#### Objective
Starting at the line that contains "User intent: interact with the green moth." and stopping after the last line of the material below, write out every line again. In each answer, scale every bounding box coordinate by 1.9 and round it to a whole number, rounding halves up; leave all other text as it is, and leave the pictures out.

# Entries shown start

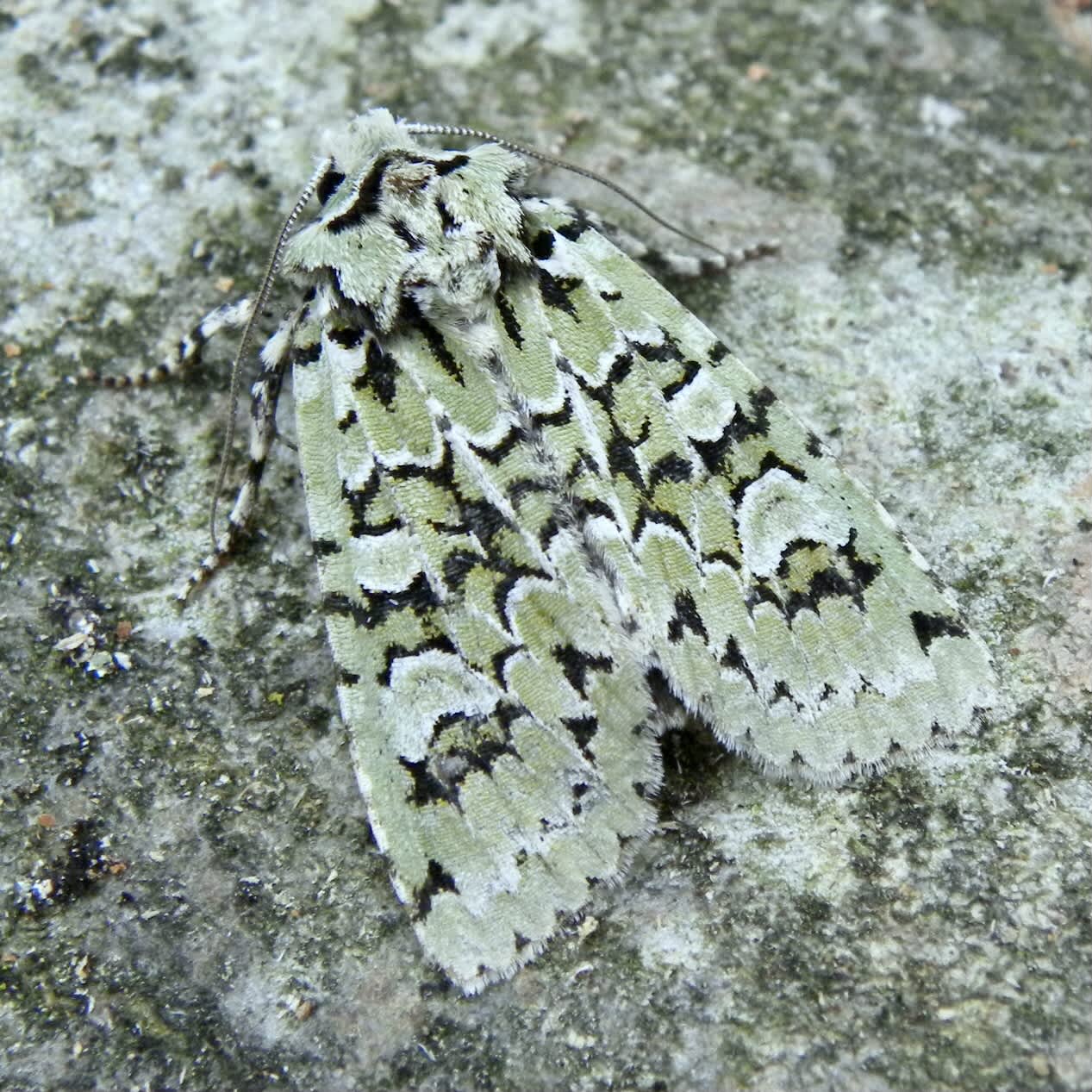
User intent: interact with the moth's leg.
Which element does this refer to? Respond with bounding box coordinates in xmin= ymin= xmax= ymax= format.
xmin=178 ymin=315 xmax=298 ymax=602
xmin=580 ymin=209 xmax=781 ymax=277
xmin=78 ymin=298 xmax=254 ymax=389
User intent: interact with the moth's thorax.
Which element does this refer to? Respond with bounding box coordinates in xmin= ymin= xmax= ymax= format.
xmin=284 ymin=110 xmax=531 ymax=333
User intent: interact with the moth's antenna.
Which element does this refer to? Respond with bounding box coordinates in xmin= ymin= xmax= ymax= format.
xmin=405 ymin=122 xmax=733 ymax=262
xmin=209 ymin=159 xmax=333 ymax=553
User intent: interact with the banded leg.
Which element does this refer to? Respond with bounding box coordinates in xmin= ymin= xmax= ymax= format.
xmin=177 ymin=314 xmax=299 ymax=602
xmin=78 ymin=297 xmax=254 ymax=390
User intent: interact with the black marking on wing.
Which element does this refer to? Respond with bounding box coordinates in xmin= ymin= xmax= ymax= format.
xmin=690 ymin=387 xmax=777 ymax=474
xmin=557 ymin=209 xmax=592 ymax=242
xmin=390 ymin=220 xmax=425 ymax=250
xmin=561 ymin=716 xmax=600 ymax=759
xmin=721 ymin=637 xmax=758 ymax=692
xmin=909 ymin=610 xmax=968 ymax=653
xmin=315 ymin=164 xmax=345 ymax=204
xmin=527 ymin=228 xmax=556 ymax=262
xmin=496 ymin=291 xmax=523 ymax=348
xmin=353 ymin=338 xmax=402 ymax=409
xmin=649 ymin=451 xmax=694 ymax=488
xmin=630 ymin=327 xmax=683 ymax=364
xmin=426 ymin=152 xmax=471 ymax=178
xmin=470 ymin=425 xmax=527 ymax=465
xmin=536 ymin=265 xmax=583 ymax=322
xmin=327 ymin=327 xmax=365 ymax=348
xmin=667 ymin=589 xmax=708 ymax=645
xmin=376 ymin=633 xmax=459 ymax=687
xmin=413 ymin=860 xmax=459 ymax=920
xmin=398 ymin=756 xmax=459 ymax=812
xmin=414 ymin=314 xmax=463 ymax=387
xmin=663 ymin=360 xmax=701 ymax=402
xmin=633 ymin=502 xmax=695 ymax=549
xmin=728 ymin=451 xmax=808 ymax=508
xmin=322 ymin=572 xmax=440 ymax=629
xmin=327 ymin=157 xmax=390 ymax=234
xmin=342 ymin=467 xmax=400 ymax=539
xmin=291 ymin=340 xmax=322 ymax=368
xmin=552 ymin=645 xmax=614 ymax=699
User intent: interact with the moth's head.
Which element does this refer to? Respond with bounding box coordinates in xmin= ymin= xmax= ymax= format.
xmin=284 ymin=109 xmax=531 ymax=330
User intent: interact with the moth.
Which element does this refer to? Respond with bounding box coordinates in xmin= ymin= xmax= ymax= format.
xmin=96 ymin=109 xmax=993 ymax=994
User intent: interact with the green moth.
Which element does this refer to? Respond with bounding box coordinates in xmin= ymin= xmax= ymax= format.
xmin=98 ymin=109 xmax=993 ymax=994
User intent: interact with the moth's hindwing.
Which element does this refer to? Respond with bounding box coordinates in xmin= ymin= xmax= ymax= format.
xmin=277 ymin=110 xmax=991 ymax=991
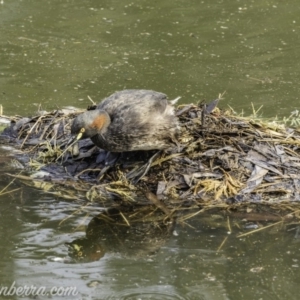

# Entries shown end

#### Solution below
User intent: interact with the green moth.
Which element does this refer to? Respond with bounding box coordinates in xmin= ymin= xmax= ymax= format.
xmin=186 ymin=207 xmax=1887 ymax=1889
User intent: interact with the moth's hindwing.
Which element does this refer to? Respond with bounding box coordinates in xmin= ymin= xmax= ymax= format.
xmin=526 ymin=209 xmax=1883 ymax=1883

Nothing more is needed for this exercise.